-- start Data to process --

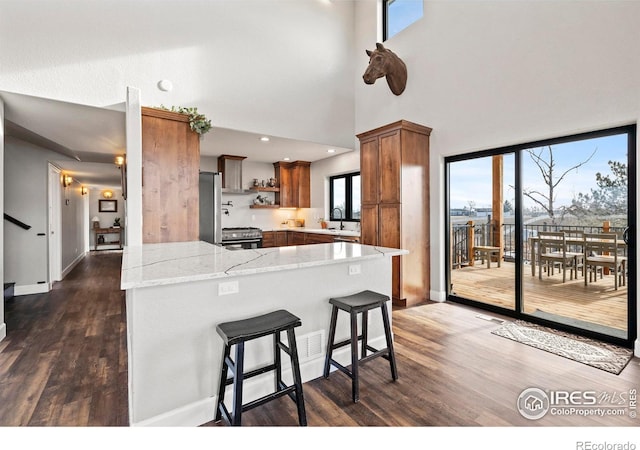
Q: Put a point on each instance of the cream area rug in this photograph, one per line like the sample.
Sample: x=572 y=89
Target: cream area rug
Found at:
x=587 y=351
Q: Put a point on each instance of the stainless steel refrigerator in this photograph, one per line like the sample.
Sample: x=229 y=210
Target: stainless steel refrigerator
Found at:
x=211 y=207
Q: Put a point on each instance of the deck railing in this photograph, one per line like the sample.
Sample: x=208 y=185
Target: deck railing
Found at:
x=481 y=234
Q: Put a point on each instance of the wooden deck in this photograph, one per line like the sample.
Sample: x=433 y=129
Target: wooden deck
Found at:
x=597 y=303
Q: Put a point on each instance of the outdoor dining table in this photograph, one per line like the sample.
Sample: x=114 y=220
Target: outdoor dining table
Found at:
x=533 y=242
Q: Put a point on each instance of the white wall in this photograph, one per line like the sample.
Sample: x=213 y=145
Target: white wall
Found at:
x=25 y=184
x=279 y=67
x=485 y=74
x=3 y=327
x=106 y=219
x=25 y=197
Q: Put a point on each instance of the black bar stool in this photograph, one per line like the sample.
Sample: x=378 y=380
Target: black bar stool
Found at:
x=237 y=333
x=354 y=304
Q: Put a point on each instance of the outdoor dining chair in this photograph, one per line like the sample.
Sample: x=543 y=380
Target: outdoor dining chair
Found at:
x=553 y=251
x=601 y=251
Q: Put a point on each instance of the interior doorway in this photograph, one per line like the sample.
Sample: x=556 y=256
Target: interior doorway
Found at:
x=54 y=235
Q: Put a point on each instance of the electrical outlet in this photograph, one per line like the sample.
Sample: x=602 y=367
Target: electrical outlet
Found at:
x=228 y=287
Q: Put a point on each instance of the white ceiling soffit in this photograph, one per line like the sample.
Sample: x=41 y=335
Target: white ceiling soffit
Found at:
x=89 y=133
x=224 y=141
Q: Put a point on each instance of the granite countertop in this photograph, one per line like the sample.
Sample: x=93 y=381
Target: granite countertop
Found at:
x=181 y=262
x=335 y=232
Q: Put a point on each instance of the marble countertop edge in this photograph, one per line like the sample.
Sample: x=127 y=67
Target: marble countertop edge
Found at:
x=155 y=265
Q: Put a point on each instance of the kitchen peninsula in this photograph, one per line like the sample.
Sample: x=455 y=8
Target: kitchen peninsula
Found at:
x=176 y=293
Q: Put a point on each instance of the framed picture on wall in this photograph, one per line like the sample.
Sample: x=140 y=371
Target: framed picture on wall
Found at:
x=108 y=205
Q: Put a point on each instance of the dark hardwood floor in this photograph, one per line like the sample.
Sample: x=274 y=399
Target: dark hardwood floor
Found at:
x=64 y=363
x=64 y=360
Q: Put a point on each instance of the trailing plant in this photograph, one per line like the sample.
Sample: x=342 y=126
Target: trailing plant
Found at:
x=197 y=121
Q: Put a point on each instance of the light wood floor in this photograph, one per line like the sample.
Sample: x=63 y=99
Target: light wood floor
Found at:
x=64 y=363
x=597 y=303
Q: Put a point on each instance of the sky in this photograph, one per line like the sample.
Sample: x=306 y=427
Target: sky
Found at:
x=402 y=13
x=471 y=180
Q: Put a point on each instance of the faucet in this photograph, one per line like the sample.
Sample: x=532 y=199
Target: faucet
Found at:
x=341 y=225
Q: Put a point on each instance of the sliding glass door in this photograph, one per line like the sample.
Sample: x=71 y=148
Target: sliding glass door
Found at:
x=481 y=223
x=543 y=231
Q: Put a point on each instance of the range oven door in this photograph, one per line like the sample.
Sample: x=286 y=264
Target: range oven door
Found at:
x=242 y=244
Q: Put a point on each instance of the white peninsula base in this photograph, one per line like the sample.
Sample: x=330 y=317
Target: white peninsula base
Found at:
x=177 y=293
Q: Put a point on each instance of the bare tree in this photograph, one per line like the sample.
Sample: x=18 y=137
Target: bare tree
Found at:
x=547 y=166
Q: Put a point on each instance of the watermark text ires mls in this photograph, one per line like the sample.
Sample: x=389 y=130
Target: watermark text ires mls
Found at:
x=535 y=403
x=588 y=445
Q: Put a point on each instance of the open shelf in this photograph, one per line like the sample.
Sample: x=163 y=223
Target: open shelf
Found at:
x=265 y=189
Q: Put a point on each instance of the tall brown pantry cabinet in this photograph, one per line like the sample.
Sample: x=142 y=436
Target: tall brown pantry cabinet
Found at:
x=170 y=178
x=394 y=171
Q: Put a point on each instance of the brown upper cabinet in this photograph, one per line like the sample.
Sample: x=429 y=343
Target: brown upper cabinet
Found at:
x=294 y=179
x=394 y=171
x=170 y=176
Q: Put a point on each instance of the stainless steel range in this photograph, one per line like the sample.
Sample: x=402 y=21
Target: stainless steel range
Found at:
x=241 y=238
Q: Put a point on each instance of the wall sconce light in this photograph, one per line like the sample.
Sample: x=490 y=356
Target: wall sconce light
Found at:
x=66 y=180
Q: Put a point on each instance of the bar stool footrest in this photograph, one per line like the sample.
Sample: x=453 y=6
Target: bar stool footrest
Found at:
x=267 y=398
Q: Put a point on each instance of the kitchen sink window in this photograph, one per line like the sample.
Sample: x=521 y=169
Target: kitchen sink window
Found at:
x=344 y=194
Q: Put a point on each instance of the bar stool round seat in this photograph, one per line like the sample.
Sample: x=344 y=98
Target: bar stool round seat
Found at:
x=238 y=333
x=355 y=304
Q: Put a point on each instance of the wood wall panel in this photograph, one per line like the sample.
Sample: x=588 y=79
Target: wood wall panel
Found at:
x=369 y=179
x=395 y=158
x=170 y=177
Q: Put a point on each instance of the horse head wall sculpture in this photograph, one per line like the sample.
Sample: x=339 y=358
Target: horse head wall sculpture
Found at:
x=384 y=63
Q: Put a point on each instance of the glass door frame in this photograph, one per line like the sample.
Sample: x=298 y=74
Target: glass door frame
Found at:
x=517 y=151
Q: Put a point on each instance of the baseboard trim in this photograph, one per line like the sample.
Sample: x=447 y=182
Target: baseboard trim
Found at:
x=202 y=411
x=438 y=296
x=29 y=289
x=70 y=267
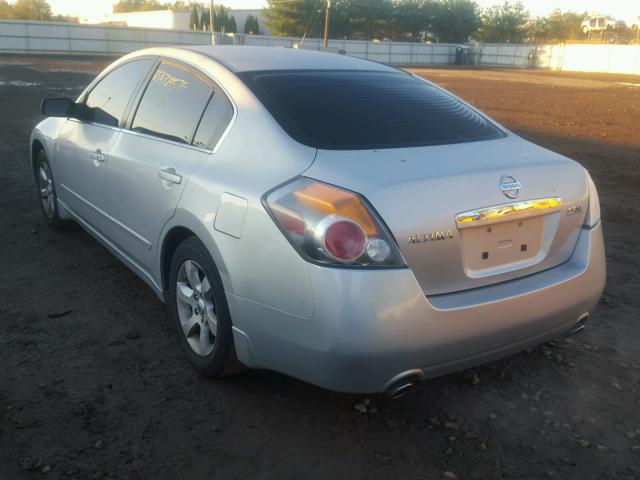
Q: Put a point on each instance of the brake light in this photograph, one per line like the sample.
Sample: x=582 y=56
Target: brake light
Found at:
x=331 y=225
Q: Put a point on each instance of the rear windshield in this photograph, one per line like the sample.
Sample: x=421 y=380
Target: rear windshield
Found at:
x=364 y=110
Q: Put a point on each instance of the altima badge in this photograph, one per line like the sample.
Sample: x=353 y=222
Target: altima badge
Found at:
x=510 y=186
x=429 y=237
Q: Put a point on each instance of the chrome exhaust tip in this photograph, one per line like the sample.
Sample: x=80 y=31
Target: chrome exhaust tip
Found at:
x=400 y=390
x=402 y=383
x=579 y=325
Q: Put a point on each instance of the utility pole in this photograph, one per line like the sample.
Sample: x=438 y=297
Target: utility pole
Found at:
x=327 y=14
x=211 y=26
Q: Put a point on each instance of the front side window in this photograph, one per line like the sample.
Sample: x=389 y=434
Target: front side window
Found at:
x=109 y=98
x=173 y=103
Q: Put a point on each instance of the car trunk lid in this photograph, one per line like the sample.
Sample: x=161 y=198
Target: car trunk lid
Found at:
x=472 y=214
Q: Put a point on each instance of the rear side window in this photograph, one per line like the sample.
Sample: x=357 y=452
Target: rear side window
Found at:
x=214 y=121
x=109 y=98
x=366 y=109
x=173 y=103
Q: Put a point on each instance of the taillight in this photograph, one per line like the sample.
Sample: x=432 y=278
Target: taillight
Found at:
x=593 y=212
x=331 y=225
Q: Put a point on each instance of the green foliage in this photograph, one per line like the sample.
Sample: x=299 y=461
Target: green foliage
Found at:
x=405 y=20
x=455 y=20
x=291 y=19
x=504 y=23
x=6 y=10
x=251 y=25
x=124 y=6
x=194 y=20
x=557 y=27
x=26 y=10
x=205 y=19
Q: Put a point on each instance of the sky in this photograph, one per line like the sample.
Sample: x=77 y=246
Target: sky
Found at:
x=620 y=9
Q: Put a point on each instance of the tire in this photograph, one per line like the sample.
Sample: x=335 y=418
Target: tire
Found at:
x=195 y=308
x=47 y=196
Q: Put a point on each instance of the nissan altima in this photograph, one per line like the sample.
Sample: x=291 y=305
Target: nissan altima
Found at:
x=338 y=220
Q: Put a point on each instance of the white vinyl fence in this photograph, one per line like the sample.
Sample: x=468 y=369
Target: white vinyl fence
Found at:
x=68 y=38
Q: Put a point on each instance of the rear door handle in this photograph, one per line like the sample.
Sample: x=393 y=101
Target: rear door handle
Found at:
x=170 y=175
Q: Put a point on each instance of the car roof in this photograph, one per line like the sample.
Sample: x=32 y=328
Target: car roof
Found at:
x=248 y=58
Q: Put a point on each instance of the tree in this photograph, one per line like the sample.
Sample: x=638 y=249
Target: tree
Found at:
x=221 y=18
x=289 y=19
x=411 y=19
x=557 y=27
x=31 y=10
x=503 y=23
x=251 y=25
x=124 y=6
x=194 y=20
x=6 y=12
x=205 y=19
x=455 y=20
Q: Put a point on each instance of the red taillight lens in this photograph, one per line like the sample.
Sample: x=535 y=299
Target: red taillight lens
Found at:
x=344 y=240
x=330 y=225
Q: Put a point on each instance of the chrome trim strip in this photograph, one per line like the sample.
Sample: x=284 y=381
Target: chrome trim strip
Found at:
x=508 y=211
x=137 y=268
x=136 y=235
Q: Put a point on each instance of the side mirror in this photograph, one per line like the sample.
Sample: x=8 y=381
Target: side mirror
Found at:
x=57 y=107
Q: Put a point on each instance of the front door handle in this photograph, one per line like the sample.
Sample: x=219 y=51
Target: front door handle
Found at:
x=170 y=175
x=97 y=156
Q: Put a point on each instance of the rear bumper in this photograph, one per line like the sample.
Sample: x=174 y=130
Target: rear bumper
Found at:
x=369 y=327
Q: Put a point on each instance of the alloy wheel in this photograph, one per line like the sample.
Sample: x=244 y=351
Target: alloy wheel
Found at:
x=196 y=307
x=47 y=191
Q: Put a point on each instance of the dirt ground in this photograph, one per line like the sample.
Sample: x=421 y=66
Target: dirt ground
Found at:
x=93 y=384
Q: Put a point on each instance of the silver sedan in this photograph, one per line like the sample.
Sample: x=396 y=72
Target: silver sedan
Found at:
x=334 y=219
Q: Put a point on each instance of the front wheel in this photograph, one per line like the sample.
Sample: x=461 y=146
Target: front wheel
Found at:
x=47 y=192
x=200 y=310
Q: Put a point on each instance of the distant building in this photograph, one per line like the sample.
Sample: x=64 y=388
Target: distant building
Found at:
x=241 y=17
x=165 y=19
x=171 y=20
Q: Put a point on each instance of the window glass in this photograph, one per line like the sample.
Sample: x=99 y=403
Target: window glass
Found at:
x=109 y=98
x=214 y=121
x=366 y=109
x=172 y=104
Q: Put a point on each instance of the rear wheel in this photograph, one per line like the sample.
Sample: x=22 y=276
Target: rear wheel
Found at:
x=200 y=310
x=48 y=199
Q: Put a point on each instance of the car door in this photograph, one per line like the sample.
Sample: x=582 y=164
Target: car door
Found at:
x=179 y=118
x=84 y=144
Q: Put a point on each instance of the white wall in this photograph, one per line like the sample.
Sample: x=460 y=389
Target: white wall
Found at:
x=67 y=38
x=594 y=58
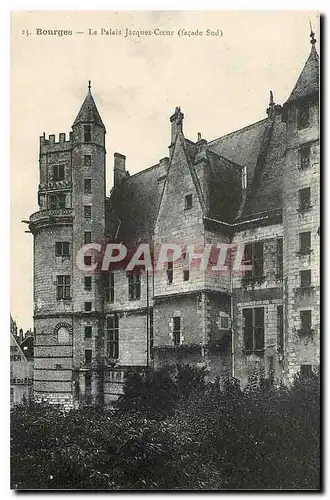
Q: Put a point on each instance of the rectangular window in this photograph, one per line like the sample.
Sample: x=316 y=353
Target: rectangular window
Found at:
x=88 y=388
x=87 y=211
x=303 y=116
x=169 y=272
x=57 y=201
x=254 y=255
x=304 y=196
x=113 y=336
x=87 y=133
x=305 y=278
x=306 y=321
x=63 y=287
x=87 y=186
x=87 y=260
x=88 y=283
x=304 y=155
x=62 y=249
x=186 y=270
x=279 y=253
x=151 y=329
x=58 y=172
x=109 y=287
x=280 y=331
x=306 y=371
x=305 y=243
x=88 y=332
x=224 y=322
x=176 y=330
x=253 y=324
x=134 y=286
x=87 y=160
x=87 y=237
x=88 y=306
x=88 y=356
x=188 y=202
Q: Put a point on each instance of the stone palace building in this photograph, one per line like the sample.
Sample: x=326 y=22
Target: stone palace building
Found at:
x=257 y=187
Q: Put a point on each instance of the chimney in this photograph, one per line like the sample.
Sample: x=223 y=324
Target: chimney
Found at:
x=119 y=169
x=176 y=121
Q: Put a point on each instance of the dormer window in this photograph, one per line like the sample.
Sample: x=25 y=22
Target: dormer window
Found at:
x=303 y=116
x=188 y=202
x=87 y=133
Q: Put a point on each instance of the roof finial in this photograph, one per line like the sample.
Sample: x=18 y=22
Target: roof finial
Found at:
x=312 y=35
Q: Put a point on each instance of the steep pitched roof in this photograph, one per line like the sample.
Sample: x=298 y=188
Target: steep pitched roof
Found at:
x=88 y=112
x=266 y=192
x=308 y=81
x=242 y=146
x=133 y=206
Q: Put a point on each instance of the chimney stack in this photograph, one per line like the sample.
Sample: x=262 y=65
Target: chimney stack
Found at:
x=119 y=169
x=176 y=120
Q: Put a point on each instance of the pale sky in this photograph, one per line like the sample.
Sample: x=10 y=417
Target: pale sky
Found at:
x=221 y=84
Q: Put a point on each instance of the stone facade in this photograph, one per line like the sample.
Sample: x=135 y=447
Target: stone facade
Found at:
x=254 y=189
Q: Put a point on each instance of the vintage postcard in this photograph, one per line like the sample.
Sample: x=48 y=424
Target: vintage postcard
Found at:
x=165 y=187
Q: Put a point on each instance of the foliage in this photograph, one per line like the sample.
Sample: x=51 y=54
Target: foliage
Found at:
x=173 y=431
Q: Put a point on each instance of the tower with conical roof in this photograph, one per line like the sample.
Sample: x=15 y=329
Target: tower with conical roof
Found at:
x=301 y=209
x=67 y=294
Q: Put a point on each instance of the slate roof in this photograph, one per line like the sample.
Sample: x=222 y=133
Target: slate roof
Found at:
x=259 y=147
x=242 y=146
x=308 y=81
x=88 y=112
x=135 y=203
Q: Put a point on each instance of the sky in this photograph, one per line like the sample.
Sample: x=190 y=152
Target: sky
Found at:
x=221 y=83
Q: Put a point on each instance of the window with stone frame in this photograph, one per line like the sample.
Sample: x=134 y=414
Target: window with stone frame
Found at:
x=304 y=196
x=254 y=256
x=186 y=270
x=279 y=258
x=87 y=160
x=151 y=329
x=109 y=287
x=305 y=243
x=87 y=133
x=63 y=287
x=280 y=329
x=58 y=172
x=62 y=249
x=88 y=388
x=88 y=332
x=87 y=211
x=188 y=202
x=305 y=322
x=113 y=336
x=88 y=283
x=305 y=278
x=169 y=272
x=57 y=201
x=87 y=260
x=303 y=115
x=304 y=157
x=87 y=186
x=87 y=237
x=254 y=329
x=134 y=286
x=176 y=330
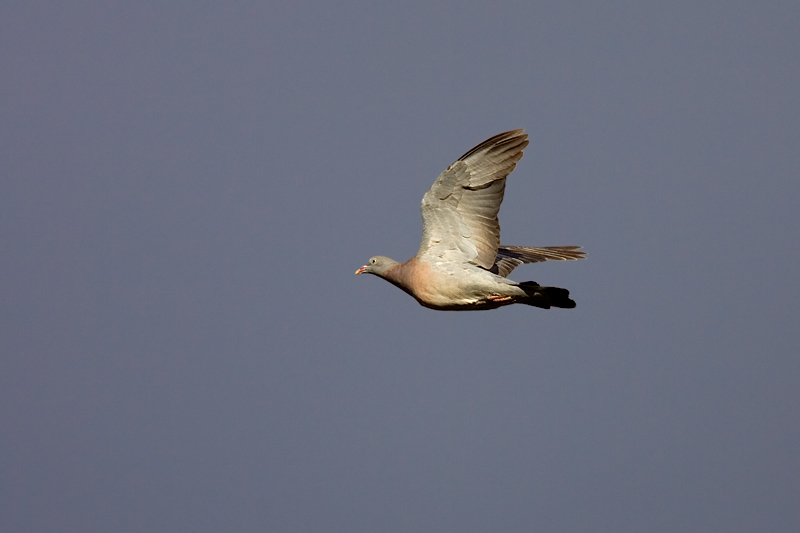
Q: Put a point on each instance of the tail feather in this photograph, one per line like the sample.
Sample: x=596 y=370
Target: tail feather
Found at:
x=545 y=297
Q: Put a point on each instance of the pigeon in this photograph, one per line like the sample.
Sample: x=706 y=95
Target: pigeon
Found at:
x=460 y=265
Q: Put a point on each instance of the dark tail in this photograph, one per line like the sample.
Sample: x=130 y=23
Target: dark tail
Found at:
x=545 y=297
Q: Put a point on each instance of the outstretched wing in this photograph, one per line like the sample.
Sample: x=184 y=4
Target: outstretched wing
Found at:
x=459 y=211
x=510 y=257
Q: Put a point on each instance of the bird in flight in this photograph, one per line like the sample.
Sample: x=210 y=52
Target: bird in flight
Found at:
x=460 y=265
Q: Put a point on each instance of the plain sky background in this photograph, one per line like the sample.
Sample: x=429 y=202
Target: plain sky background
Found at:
x=186 y=189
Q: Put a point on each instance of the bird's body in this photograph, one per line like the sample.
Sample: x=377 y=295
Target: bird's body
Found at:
x=460 y=264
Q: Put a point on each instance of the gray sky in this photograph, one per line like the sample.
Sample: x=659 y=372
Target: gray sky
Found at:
x=187 y=189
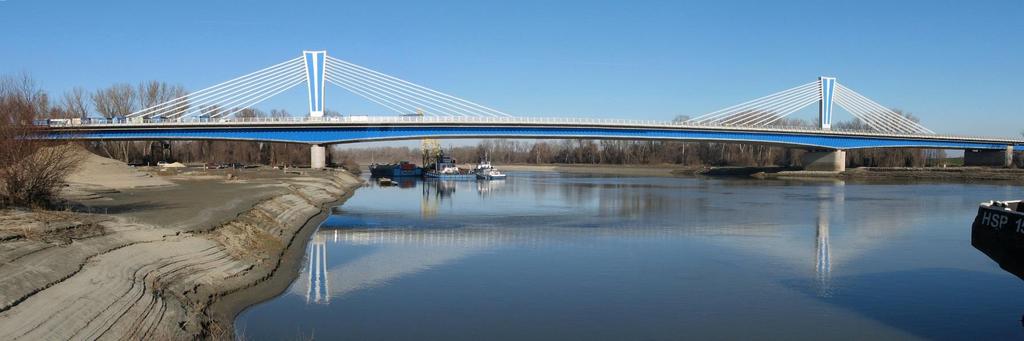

-- end Data to process --

Copy the entries from the line with "Q: Put a point on each instance of the kitchen peninsula" to the line with "x=543 y=231", substituting "kitchen tap" for "faucet" and changing nothing else.

• **Answer to this problem**
Q: Put a point on each instance of the kitchen peninsula in this photograph, one per line like the sample.
Sample: x=455 y=8
Target: kitchen peninsula
Found at:
x=176 y=293
Q: Put a point on each instance of the framed picture on wall in this photograph, one per line like the sample.
Sample: x=140 y=371
Target: framed picture on wall
Found at:
x=108 y=205
Q: Put a point on each instance of the dark hardwood floor in this photograph, one per line like the sample.
Sample: x=274 y=399
Target: dark hardwood floor
Found at:
x=64 y=363
x=64 y=360
Q: Put a point on each instance of the trailing plant in this photograph, one per line like the sample.
Sample: x=342 y=126
Target: trailing plant
Found at:
x=197 y=121
Q: Put a point on each instance of the light wood floor in this photograph, one per line like the sample.
Sample: x=63 y=99
Target: light wood floor
Found at:
x=64 y=363
x=597 y=303
Q: Put a point on each instance of the sky in this photograph, one per line like the sample.
Sample: x=306 y=427
Target: sky
Found at:
x=402 y=13
x=471 y=180
Q: Put a point on each instance of the kitchen tap in this photograph, one per line like the sample.
Sample: x=532 y=199
Target: kitchen tap
Found at:
x=341 y=225
Q: Put a point on each instance of the sliding glass door in this photograph, one per line like the sample.
Sample: x=71 y=148
Target: sliding glass door
Found at:
x=481 y=223
x=543 y=231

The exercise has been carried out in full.